Items from a data source:
....................
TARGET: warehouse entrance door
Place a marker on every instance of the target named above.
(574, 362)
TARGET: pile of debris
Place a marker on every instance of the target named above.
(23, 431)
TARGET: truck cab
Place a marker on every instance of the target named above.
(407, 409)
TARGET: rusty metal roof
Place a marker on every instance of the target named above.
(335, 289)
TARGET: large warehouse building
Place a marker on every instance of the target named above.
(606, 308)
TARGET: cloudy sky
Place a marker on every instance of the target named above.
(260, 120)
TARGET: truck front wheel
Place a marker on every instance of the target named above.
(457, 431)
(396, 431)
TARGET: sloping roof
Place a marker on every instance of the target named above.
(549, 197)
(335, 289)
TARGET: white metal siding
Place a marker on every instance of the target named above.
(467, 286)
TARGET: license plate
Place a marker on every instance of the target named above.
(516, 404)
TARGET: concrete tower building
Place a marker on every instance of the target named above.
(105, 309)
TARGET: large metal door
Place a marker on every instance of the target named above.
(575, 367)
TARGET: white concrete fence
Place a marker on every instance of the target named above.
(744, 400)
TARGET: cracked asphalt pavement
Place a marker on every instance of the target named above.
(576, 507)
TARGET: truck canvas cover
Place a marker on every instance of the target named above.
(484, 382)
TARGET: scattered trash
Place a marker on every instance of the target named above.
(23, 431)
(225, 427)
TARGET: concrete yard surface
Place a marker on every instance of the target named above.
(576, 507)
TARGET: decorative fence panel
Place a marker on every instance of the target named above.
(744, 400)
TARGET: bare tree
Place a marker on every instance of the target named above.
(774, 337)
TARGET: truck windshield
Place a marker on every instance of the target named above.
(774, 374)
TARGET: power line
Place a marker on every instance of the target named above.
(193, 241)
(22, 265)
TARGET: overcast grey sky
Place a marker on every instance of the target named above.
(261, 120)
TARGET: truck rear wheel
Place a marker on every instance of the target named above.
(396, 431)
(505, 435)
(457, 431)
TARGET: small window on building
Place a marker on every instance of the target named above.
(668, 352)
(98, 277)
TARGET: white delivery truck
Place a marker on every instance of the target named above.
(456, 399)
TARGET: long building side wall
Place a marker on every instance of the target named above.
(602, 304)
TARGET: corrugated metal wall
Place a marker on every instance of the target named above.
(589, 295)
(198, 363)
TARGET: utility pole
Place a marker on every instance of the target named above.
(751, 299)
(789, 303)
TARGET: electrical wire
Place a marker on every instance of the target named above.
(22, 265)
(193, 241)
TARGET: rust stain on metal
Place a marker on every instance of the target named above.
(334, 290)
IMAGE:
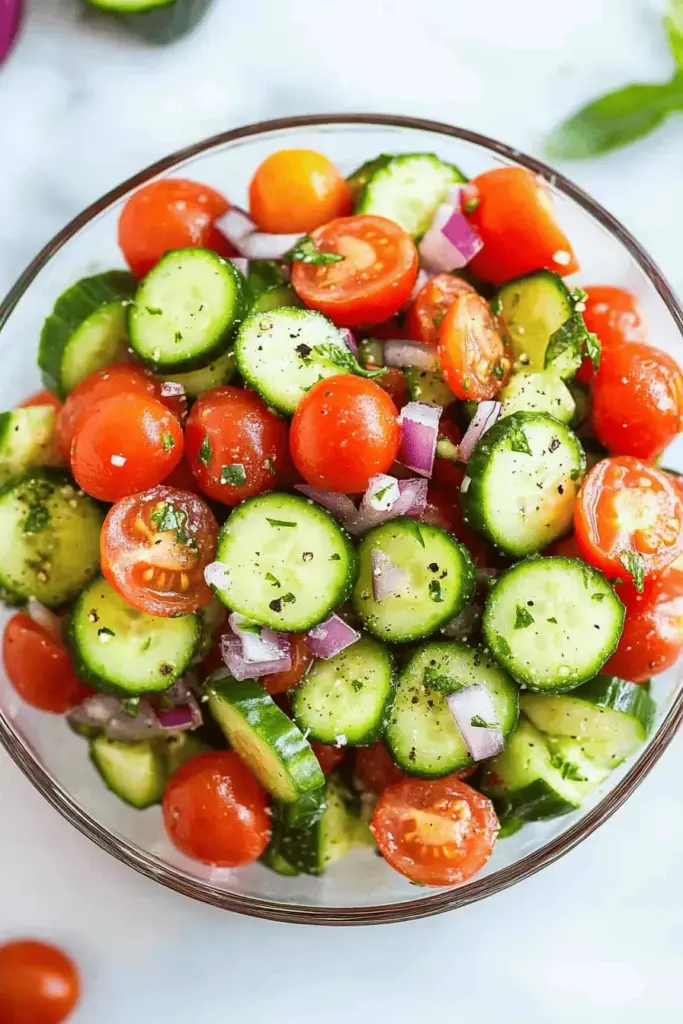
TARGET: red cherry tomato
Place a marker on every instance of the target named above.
(372, 283)
(637, 407)
(236, 445)
(354, 420)
(437, 833)
(126, 444)
(471, 350)
(172, 213)
(516, 222)
(215, 810)
(39, 984)
(39, 669)
(629, 519)
(154, 548)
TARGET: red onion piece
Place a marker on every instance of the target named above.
(485, 416)
(474, 704)
(419, 433)
(331, 637)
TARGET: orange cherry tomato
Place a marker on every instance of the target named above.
(216, 811)
(39, 669)
(438, 833)
(154, 548)
(126, 444)
(236, 445)
(353, 419)
(432, 302)
(471, 350)
(297, 190)
(39, 984)
(374, 280)
(172, 213)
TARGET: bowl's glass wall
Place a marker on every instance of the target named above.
(57, 761)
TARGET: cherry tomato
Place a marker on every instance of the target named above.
(215, 810)
(629, 518)
(612, 314)
(372, 283)
(637, 406)
(516, 222)
(172, 213)
(432, 302)
(353, 419)
(297, 190)
(39, 669)
(438, 833)
(154, 548)
(236, 445)
(126, 444)
(39, 984)
(471, 350)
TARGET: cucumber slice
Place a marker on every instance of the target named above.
(408, 188)
(552, 623)
(124, 650)
(86, 330)
(439, 580)
(185, 310)
(288, 562)
(608, 717)
(49, 539)
(421, 732)
(344, 699)
(521, 483)
(264, 737)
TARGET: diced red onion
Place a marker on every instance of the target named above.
(485, 416)
(470, 704)
(419, 433)
(331, 637)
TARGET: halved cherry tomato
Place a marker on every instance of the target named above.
(39, 984)
(637, 407)
(39, 669)
(125, 444)
(372, 283)
(516, 222)
(154, 548)
(471, 350)
(612, 314)
(216, 811)
(297, 190)
(172, 213)
(437, 833)
(236, 445)
(352, 418)
(629, 519)
(432, 302)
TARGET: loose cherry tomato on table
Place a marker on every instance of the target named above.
(374, 280)
(637, 400)
(471, 350)
(39, 984)
(216, 811)
(126, 444)
(236, 445)
(437, 833)
(172, 213)
(297, 190)
(345, 431)
(516, 222)
(629, 519)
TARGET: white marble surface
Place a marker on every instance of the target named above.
(596, 937)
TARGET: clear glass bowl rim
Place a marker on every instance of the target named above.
(440, 901)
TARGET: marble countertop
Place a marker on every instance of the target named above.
(599, 935)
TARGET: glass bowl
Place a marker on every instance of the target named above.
(360, 889)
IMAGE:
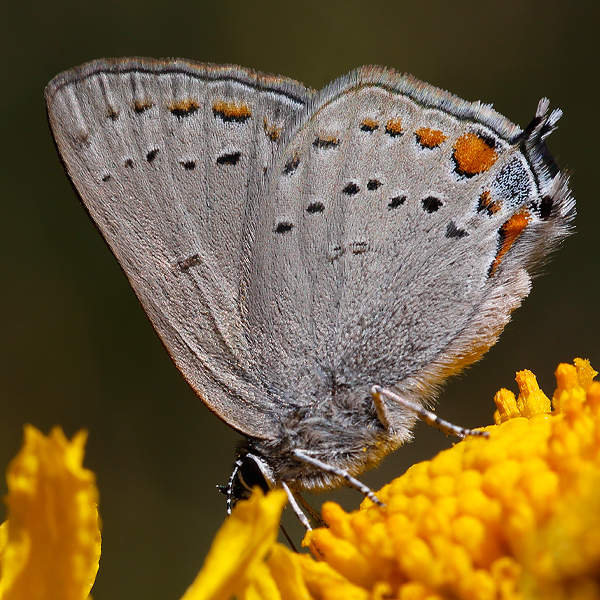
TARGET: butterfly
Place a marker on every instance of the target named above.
(315, 263)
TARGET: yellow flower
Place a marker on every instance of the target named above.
(510, 517)
(50, 544)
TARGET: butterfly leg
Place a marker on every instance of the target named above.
(425, 415)
(295, 507)
(314, 515)
(229, 487)
(352, 481)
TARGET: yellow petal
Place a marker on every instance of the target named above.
(286, 572)
(239, 547)
(53, 538)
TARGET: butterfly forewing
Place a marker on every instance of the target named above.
(169, 158)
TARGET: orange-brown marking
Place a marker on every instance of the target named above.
(430, 138)
(189, 105)
(486, 203)
(232, 111)
(369, 124)
(509, 233)
(394, 127)
(141, 106)
(473, 155)
(273, 132)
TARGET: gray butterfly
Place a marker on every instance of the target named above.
(295, 249)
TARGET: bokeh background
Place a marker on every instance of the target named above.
(77, 349)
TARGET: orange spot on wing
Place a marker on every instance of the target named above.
(141, 106)
(430, 138)
(473, 154)
(394, 127)
(232, 111)
(273, 132)
(509, 233)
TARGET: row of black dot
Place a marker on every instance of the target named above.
(231, 158)
(181, 112)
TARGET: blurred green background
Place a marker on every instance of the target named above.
(77, 349)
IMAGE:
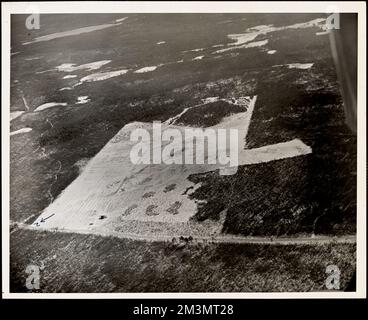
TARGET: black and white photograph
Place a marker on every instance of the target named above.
(183, 148)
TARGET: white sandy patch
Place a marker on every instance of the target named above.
(15, 114)
(73, 32)
(70, 76)
(83, 100)
(302, 66)
(322, 33)
(23, 130)
(244, 46)
(146, 69)
(33, 58)
(66, 88)
(50, 105)
(274, 152)
(71, 67)
(103, 76)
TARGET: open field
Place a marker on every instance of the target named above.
(79, 85)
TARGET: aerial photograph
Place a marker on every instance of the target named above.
(181, 152)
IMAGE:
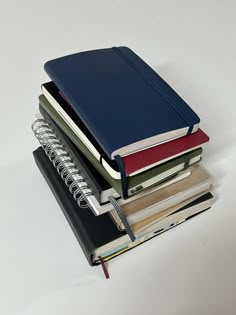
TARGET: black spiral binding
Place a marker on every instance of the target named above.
(68, 170)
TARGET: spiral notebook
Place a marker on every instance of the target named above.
(97, 235)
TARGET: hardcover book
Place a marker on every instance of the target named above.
(135, 184)
(72, 174)
(98, 236)
(107, 88)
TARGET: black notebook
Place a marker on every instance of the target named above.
(94, 233)
(101, 189)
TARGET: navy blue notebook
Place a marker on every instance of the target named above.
(123, 102)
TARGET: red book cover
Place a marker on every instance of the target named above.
(163, 152)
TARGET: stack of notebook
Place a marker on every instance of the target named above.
(120, 150)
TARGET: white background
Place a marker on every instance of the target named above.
(188, 270)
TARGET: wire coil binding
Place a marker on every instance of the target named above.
(62, 162)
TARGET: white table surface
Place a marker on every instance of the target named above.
(189, 270)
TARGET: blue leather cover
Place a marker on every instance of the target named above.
(118, 96)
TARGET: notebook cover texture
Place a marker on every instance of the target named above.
(108, 87)
(56, 123)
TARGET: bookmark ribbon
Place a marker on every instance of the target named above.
(122, 217)
(123, 176)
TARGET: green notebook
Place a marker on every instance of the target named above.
(137, 183)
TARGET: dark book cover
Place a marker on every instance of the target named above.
(92, 177)
(91, 231)
(109, 88)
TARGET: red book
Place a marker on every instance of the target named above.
(145, 159)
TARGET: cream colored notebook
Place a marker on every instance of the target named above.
(198, 182)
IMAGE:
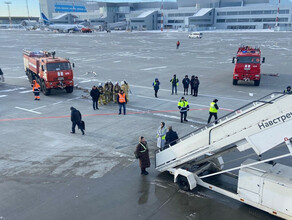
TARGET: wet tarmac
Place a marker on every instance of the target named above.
(48, 173)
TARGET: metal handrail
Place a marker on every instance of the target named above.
(227, 115)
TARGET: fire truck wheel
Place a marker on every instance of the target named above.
(183, 183)
(257, 82)
(69, 89)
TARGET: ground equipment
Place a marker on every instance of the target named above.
(49, 71)
(247, 65)
(261, 126)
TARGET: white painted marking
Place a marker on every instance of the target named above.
(24, 109)
(73, 99)
(154, 68)
(27, 91)
(39, 107)
(56, 103)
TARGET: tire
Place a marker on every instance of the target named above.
(44, 89)
(257, 82)
(69, 89)
(183, 183)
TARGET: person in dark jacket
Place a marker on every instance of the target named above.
(76, 120)
(1, 76)
(186, 83)
(95, 93)
(196, 86)
(155, 85)
(142, 153)
(171, 137)
(192, 84)
(174, 83)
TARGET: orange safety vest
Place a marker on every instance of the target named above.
(122, 98)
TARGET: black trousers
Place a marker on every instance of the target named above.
(74, 125)
(156, 92)
(183, 116)
(210, 116)
(95, 104)
(196, 91)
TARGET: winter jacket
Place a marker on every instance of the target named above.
(95, 93)
(161, 132)
(143, 154)
(186, 82)
(196, 83)
(171, 137)
(75, 115)
(155, 85)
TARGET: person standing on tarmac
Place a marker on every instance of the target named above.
(36, 90)
(126, 88)
(94, 93)
(1, 76)
(177, 44)
(155, 85)
(170, 138)
(76, 120)
(183, 106)
(160, 135)
(122, 100)
(116, 91)
(196, 86)
(186, 83)
(174, 83)
(142, 153)
(213, 110)
(288, 90)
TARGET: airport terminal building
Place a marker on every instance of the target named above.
(188, 15)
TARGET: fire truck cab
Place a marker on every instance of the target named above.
(49, 71)
(247, 65)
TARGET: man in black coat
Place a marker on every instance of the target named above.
(95, 93)
(76, 120)
(186, 83)
(170, 138)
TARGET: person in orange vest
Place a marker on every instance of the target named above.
(122, 100)
(36, 90)
(177, 44)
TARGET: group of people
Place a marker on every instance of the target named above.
(110, 92)
(187, 83)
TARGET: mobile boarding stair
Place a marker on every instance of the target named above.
(260, 125)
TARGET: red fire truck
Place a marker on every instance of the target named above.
(49, 71)
(247, 65)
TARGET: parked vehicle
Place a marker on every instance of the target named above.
(247, 65)
(49, 71)
(196, 35)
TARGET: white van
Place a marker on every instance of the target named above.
(196, 35)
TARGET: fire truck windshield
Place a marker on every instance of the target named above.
(248, 60)
(58, 66)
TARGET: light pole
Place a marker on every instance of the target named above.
(8, 5)
(27, 10)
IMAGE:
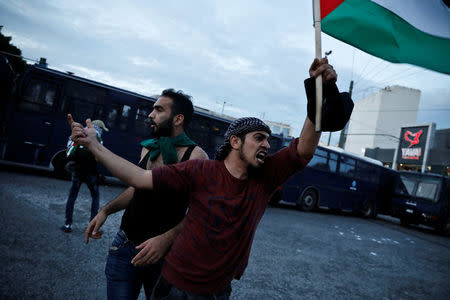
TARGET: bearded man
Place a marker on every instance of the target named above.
(148, 228)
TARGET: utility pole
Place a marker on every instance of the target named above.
(223, 106)
(343, 136)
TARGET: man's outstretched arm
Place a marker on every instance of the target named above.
(120, 202)
(155, 248)
(119, 167)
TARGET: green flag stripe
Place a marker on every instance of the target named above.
(378, 31)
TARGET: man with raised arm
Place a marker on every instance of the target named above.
(228, 195)
(149, 223)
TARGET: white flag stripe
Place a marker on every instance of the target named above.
(430, 16)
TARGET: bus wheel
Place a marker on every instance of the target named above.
(309, 200)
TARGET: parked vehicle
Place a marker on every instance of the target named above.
(35, 130)
(338, 180)
(421, 198)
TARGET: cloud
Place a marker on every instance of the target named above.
(234, 63)
(24, 42)
(145, 62)
(137, 85)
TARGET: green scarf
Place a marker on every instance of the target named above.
(166, 146)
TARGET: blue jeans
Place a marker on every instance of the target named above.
(92, 182)
(124, 281)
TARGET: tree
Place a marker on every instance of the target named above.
(17, 63)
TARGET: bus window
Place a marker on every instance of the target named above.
(366, 172)
(39, 96)
(405, 186)
(117, 116)
(82, 101)
(427, 190)
(123, 121)
(347, 166)
(332, 162)
(142, 120)
(319, 160)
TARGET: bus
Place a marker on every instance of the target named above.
(35, 130)
(422, 198)
(340, 181)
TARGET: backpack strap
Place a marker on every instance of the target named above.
(187, 153)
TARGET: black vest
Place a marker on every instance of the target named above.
(152, 213)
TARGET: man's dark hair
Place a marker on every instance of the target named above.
(182, 104)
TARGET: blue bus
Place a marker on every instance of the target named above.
(421, 198)
(340, 181)
(35, 130)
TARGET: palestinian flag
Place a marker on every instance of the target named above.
(400, 31)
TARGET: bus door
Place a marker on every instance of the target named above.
(119, 116)
(349, 184)
(31, 122)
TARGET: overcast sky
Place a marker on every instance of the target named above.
(254, 55)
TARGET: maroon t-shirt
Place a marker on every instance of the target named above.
(224, 212)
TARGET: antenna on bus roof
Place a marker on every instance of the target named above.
(42, 62)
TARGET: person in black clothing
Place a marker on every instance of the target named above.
(148, 228)
(84, 169)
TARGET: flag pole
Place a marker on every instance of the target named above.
(317, 29)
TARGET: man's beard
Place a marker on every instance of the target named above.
(242, 157)
(163, 129)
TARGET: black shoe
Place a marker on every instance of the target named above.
(67, 228)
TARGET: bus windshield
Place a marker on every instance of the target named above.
(423, 187)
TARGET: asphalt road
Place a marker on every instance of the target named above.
(295, 255)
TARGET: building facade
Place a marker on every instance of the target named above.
(377, 119)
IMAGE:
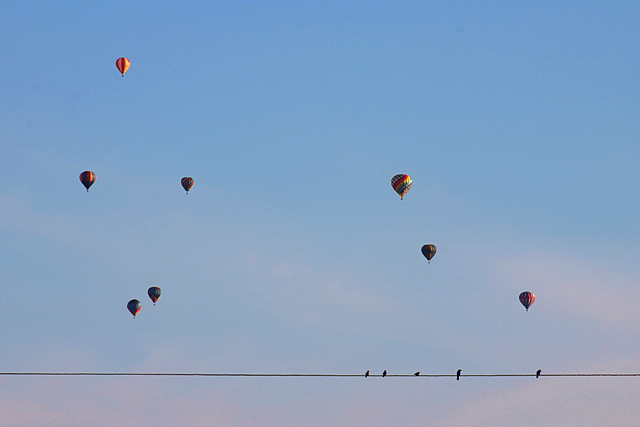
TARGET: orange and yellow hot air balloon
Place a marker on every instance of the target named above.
(123, 64)
(401, 183)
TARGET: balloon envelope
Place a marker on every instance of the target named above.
(154, 293)
(428, 251)
(527, 298)
(134, 307)
(187, 183)
(401, 183)
(87, 178)
(122, 64)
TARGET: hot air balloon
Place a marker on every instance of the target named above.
(87, 178)
(429, 251)
(122, 64)
(134, 307)
(154, 293)
(187, 183)
(401, 183)
(527, 298)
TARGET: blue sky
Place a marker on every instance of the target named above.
(518, 123)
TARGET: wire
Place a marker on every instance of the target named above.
(196, 374)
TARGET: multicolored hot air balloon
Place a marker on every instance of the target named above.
(428, 251)
(134, 307)
(187, 183)
(527, 298)
(122, 64)
(154, 293)
(401, 183)
(87, 178)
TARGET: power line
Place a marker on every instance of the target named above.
(272, 375)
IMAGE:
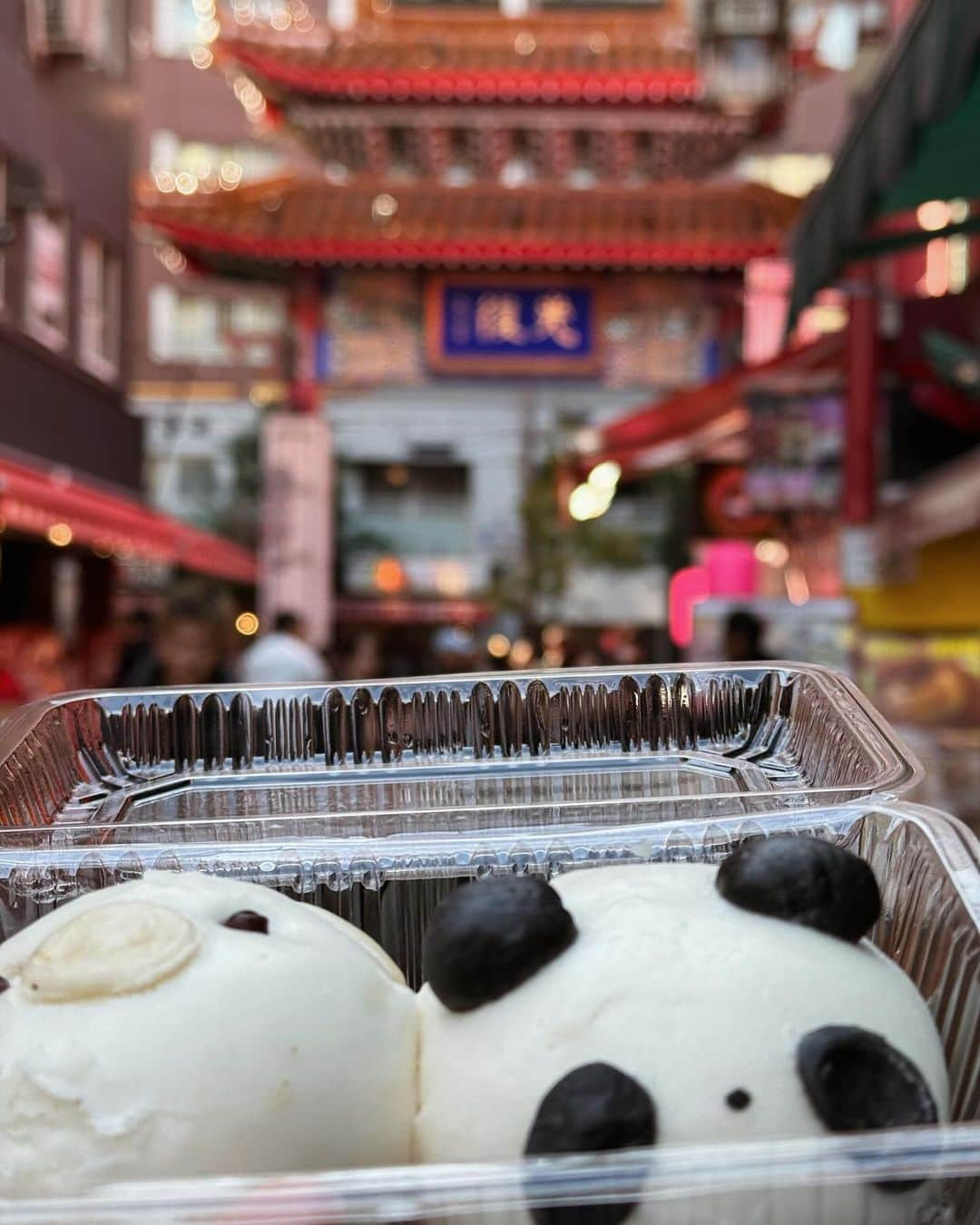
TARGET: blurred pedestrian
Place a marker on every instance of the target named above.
(189, 643)
(136, 646)
(745, 636)
(361, 661)
(283, 655)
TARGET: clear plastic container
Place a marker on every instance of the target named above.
(542, 774)
(927, 867)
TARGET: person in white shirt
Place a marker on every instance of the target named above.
(282, 655)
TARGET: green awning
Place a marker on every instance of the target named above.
(916, 139)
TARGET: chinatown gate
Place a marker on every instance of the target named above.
(518, 233)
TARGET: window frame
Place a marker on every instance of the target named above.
(4, 240)
(54, 337)
(101, 316)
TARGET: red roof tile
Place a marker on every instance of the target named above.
(484, 58)
(297, 220)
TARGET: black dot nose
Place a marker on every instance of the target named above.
(739, 1099)
(248, 920)
(593, 1109)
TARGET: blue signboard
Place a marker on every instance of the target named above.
(499, 326)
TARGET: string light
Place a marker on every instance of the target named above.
(522, 653)
(247, 623)
(605, 475)
(933, 214)
(230, 173)
(588, 503)
(798, 590)
(499, 646)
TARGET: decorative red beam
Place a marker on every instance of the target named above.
(503, 251)
(476, 84)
....................
EXERCISE AIM:
Locate the line containing "TARGET: blue sky" in the records above, then output it and every line after it through the last, excluding pictures.

RESULT OF THE TASK:
TARGET: blue sky
Place a marker on every instance of the target named above.
(518, 123)
TARGET: wire
Place a marker on every instance of the target named above.
(196, 374)
TARGET: multicolored hot air balloon
Place a marker on every instance of the target named above.
(428, 251)
(134, 307)
(187, 183)
(527, 298)
(122, 64)
(154, 293)
(401, 183)
(87, 178)
TARGET: power line
Place a marker on every instance of the target named above.
(272, 375)
IMAGE:
TARGET: blurred pedestrian
Place a marker on every instance of the target named above.
(189, 643)
(136, 646)
(745, 636)
(361, 661)
(283, 655)
TARGET: clear plastic container
Place a marker on every instance of the target named above.
(542, 774)
(927, 867)
TARGET: person in white shirt
Place a marker on every instance of the target named above.
(282, 655)
TARGET: green awning
Place a marker on every instance of the target named above.
(916, 139)
TARGET: chinatown gate
Place a marker on every instance of the target named above.
(518, 233)
TARGET: window frame
Place a marker on every instance of the target named above.
(4, 240)
(54, 337)
(101, 316)
TARGET: red roof tile
Place a marker on every instance of the target named above.
(484, 58)
(297, 220)
TARGET: black dot nose
Place a marker on every instance of the target named above.
(739, 1099)
(248, 920)
(593, 1109)
TARGET: blue signboard
Place a marker on every instance of the target named above.
(499, 326)
TARGET: string light
Place a marker on every instance of the target named above.
(522, 653)
(247, 623)
(605, 475)
(933, 214)
(230, 173)
(588, 503)
(798, 590)
(499, 646)
TARGET: decorative red beam
Place a marker on every instance of the target named above.
(503, 251)
(476, 84)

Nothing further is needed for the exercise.